*Text segment*
The Distributed Systems and Networks (DSN) Lab is a research lab in the Johns Hopkins University (JHU) Computer Science Department. We strive to invent and develop technologies with both academic and real-world impacts. We create practical, provably correct technological solutions to real problems and implement those solutions in publicly available software.
Our research focuses on dependable infrastructure: making the computerized networked infrastructure our society relies upon resilient, performant, and secure. Our current work includes:
- Resilient Systems: Critical applications are migrating to IP networks for cost-effectiveness and scalability, but this transition exposes our society's infrastructure to malicious cyber attacks. We create the necessary tools to enable essential systems to function correctly even while parts of them are compromised. These tools include the first intrusion-tolerant network and the first intrusion-tolerant replication engine that maintains correct consistent data with guaranteed performance under attack.
- Real-Time Reliable Internet Services: New applications with low latency and high reliability requirements, such as live TV transport and remote robotic surgery, are challenging to support on the native Internet. We create overlay networks that push intelligence to the middle of the network to enable these demanding applications to run effectively over the Internet at a global scale.
- Communication and Coordination for Modern Data Centers: Today's cloud applications have a variety of communication and coordination needs, both within a single data center and among geographically dispersed data centers. We create messaging and coordination systems that guarantee the strong semantics and high performance required by today's cloud applications.
More detailed information about our current research is available here.
Our research has resulted in practical open-source software systems available here. The primary systems involved in our current research are:
- Spines: Spines is a framework for deploying software overlay routers. Our current research includes implementing intrusion-tolerant messaging protocols in Spines and investigating techniques to support applications with extremely low latency and high reliability requirements on a continent or even global scale.

*Extracted information*
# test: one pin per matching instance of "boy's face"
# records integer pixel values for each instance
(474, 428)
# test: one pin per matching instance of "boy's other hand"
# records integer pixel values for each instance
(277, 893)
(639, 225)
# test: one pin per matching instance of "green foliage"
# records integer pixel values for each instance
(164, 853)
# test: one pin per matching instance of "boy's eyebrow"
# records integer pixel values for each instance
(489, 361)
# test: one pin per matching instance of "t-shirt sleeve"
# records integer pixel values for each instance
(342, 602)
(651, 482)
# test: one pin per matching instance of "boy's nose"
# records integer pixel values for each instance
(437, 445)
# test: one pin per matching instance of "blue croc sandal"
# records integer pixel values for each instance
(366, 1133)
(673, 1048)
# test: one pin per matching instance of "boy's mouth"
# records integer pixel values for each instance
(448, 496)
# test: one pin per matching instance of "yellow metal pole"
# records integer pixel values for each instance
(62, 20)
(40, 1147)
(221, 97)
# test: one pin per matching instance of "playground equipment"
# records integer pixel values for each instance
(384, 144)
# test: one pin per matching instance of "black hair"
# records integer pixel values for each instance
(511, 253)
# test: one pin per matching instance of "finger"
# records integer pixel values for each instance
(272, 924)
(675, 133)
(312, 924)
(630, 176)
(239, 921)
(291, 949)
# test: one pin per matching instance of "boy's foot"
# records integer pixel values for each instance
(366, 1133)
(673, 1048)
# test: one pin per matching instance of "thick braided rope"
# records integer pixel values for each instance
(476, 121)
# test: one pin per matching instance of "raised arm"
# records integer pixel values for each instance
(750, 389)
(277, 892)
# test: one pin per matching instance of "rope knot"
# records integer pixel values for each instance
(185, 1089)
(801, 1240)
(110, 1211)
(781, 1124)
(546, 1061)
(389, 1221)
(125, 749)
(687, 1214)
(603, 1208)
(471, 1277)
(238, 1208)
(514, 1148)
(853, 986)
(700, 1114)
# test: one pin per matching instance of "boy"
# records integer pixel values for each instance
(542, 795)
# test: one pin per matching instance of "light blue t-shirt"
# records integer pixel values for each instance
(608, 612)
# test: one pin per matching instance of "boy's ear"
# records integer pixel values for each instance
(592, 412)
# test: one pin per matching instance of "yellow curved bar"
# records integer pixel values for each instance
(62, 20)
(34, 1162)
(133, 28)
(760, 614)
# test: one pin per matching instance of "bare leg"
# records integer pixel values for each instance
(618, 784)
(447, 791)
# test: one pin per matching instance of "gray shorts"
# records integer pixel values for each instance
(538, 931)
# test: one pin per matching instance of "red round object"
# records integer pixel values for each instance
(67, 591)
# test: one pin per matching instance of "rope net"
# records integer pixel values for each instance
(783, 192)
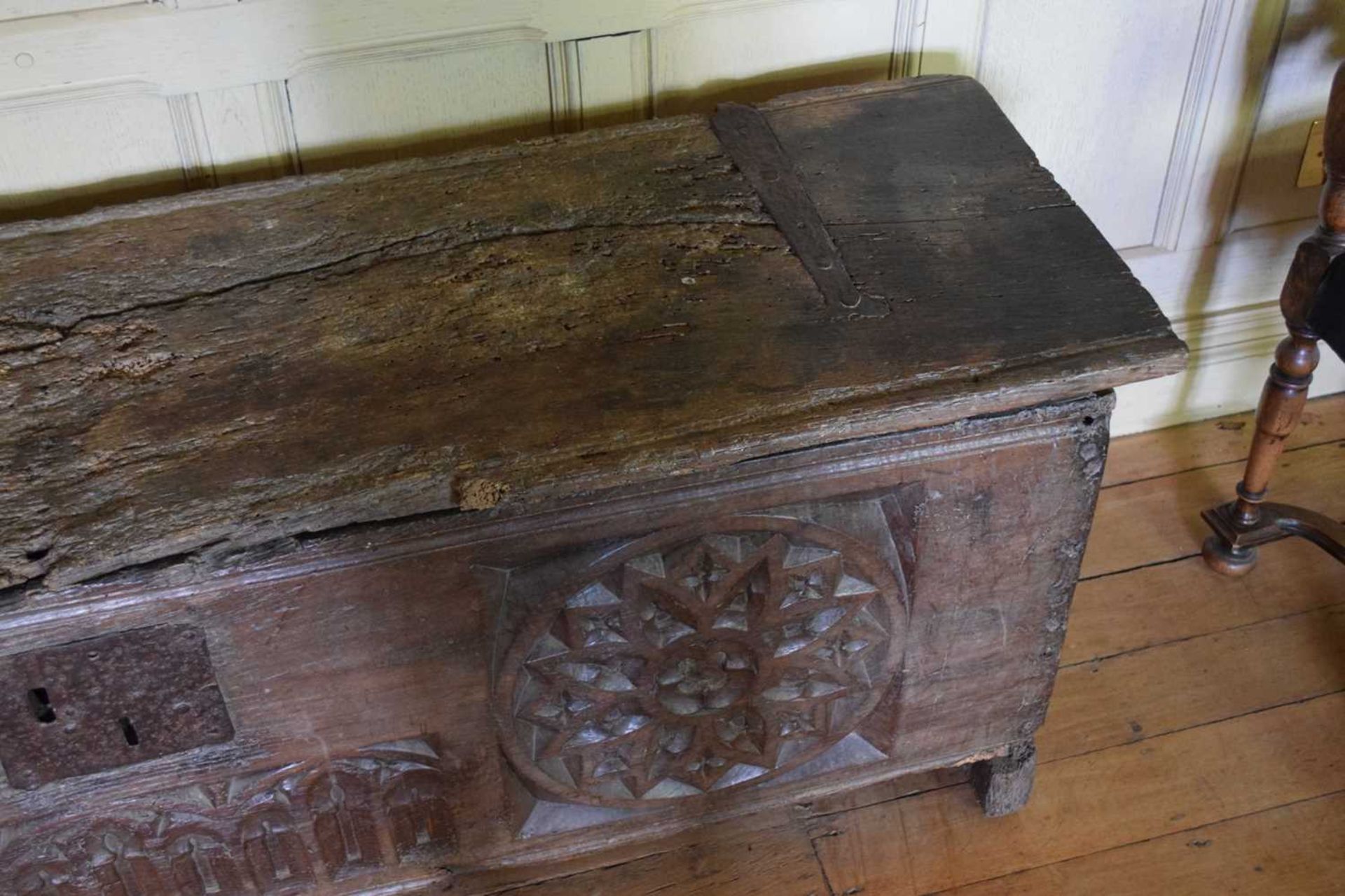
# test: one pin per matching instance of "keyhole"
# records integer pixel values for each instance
(41, 704)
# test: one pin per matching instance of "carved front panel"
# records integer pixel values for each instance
(700, 659)
(284, 830)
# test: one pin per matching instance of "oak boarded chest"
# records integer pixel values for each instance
(373, 530)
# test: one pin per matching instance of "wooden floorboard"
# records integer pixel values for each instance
(1184, 599)
(1288, 850)
(1215, 441)
(1094, 802)
(1194, 744)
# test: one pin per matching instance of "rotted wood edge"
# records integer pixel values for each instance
(602, 513)
(757, 151)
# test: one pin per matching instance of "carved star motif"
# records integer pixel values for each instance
(689, 669)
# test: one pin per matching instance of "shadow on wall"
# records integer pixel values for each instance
(502, 131)
(1321, 22)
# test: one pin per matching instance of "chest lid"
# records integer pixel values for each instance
(539, 321)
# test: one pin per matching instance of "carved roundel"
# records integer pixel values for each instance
(694, 661)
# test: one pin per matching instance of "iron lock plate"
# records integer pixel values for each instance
(108, 701)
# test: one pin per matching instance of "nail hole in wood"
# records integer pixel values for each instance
(41, 704)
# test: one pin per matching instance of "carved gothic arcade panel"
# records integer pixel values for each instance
(283, 830)
(705, 659)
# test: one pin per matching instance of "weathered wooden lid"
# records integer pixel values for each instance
(538, 322)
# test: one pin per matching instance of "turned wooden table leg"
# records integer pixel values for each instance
(1004, 783)
(1277, 416)
(1311, 284)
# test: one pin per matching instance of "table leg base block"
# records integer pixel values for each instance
(1002, 785)
(1232, 548)
(1227, 560)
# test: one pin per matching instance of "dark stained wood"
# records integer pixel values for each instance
(757, 152)
(1004, 783)
(1311, 292)
(233, 366)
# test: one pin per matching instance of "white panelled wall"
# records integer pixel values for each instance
(1178, 125)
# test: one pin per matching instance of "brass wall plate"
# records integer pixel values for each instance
(109, 701)
(1311, 171)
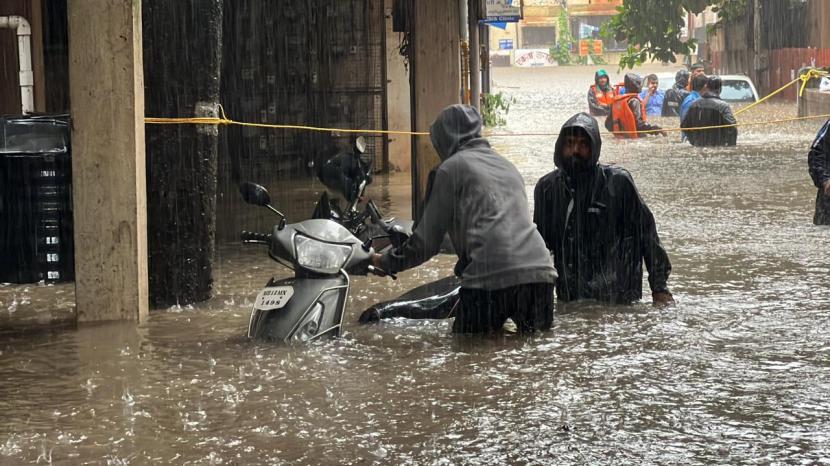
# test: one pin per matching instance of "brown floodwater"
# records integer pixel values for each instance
(737, 372)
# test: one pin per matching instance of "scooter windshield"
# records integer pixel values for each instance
(326, 230)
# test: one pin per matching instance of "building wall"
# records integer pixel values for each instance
(818, 21)
(9, 64)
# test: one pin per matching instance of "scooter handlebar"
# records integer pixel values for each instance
(381, 273)
(252, 237)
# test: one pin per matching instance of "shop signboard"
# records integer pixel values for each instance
(503, 11)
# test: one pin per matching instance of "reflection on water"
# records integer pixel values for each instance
(738, 372)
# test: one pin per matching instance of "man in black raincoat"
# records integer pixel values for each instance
(478, 197)
(674, 96)
(596, 224)
(818, 161)
(710, 110)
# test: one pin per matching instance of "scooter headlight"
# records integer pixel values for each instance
(321, 257)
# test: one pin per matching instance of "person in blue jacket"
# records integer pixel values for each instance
(652, 96)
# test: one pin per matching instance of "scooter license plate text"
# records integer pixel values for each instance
(273, 297)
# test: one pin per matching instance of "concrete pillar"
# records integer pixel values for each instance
(108, 172)
(435, 74)
(475, 54)
(183, 50)
(397, 98)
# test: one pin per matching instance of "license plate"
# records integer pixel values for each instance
(273, 297)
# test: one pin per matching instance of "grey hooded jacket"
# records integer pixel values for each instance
(478, 197)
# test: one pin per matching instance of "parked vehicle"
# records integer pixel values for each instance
(737, 88)
(311, 304)
(324, 250)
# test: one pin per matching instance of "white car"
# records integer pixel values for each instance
(737, 88)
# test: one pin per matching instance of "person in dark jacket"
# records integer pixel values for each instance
(710, 110)
(601, 94)
(674, 96)
(818, 161)
(628, 117)
(478, 197)
(596, 224)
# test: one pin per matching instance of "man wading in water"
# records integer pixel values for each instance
(596, 224)
(478, 197)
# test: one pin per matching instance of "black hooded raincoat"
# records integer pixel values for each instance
(598, 228)
(675, 96)
(818, 161)
(710, 110)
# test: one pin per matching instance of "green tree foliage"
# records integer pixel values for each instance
(652, 27)
(561, 52)
(494, 109)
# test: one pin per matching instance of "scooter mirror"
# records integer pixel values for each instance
(360, 144)
(254, 194)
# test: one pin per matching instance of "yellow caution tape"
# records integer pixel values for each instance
(224, 120)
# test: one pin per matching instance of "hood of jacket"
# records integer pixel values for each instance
(455, 126)
(590, 125)
(600, 74)
(633, 83)
(681, 79)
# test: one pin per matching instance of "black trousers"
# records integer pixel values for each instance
(483, 311)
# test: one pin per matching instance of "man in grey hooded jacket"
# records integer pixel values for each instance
(478, 197)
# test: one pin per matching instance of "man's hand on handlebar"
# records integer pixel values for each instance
(376, 268)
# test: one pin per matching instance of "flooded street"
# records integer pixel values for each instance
(737, 372)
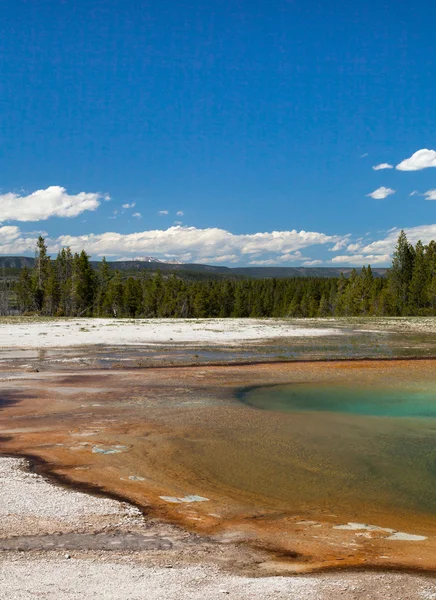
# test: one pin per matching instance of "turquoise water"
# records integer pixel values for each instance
(382, 402)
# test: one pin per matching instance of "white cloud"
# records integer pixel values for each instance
(312, 263)
(382, 166)
(196, 244)
(381, 193)
(361, 259)
(43, 204)
(430, 195)
(422, 159)
(340, 244)
(425, 233)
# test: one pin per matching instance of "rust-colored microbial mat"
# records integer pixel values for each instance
(325, 464)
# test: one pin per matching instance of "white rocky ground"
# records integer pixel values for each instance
(28, 504)
(76, 332)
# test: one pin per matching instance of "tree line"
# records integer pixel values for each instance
(69, 286)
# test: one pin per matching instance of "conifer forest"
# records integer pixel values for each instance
(69, 286)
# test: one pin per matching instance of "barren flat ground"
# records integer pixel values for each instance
(213, 491)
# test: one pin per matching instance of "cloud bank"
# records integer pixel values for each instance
(422, 159)
(184, 243)
(382, 166)
(43, 204)
(381, 193)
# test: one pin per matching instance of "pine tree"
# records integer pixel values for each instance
(400, 273)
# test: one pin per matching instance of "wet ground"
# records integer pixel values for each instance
(179, 443)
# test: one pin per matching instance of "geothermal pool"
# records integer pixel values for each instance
(378, 438)
(323, 464)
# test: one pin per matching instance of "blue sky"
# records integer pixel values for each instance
(259, 123)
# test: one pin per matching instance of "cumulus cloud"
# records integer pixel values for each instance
(340, 244)
(421, 159)
(362, 259)
(382, 166)
(185, 243)
(381, 193)
(312, 263)
(43, 204)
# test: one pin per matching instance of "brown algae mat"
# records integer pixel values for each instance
(319, 489)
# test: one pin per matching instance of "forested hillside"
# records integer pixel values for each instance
(69, 286)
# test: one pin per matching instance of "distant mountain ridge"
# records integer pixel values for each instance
(152, 264)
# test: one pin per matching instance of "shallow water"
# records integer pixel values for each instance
(285, 464)
(382, 438)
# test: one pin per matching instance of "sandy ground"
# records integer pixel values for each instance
(72, 571)
(75, 332)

*Problem statement*
Retype the DSN Lab text above between "- Real-Time Reliable" and "a global scale.", inclusive.

*Exercise output*
- Real-Time Reliable Internet Services: New applications with low latency and high reliability requirements, such as live TV transport and remote robotic surgery, are challenging to support on the native Internet. We create overlay networks that push intelligence to the middle of the network to enable these demanding applications to run effectively over the Internet at a global scale.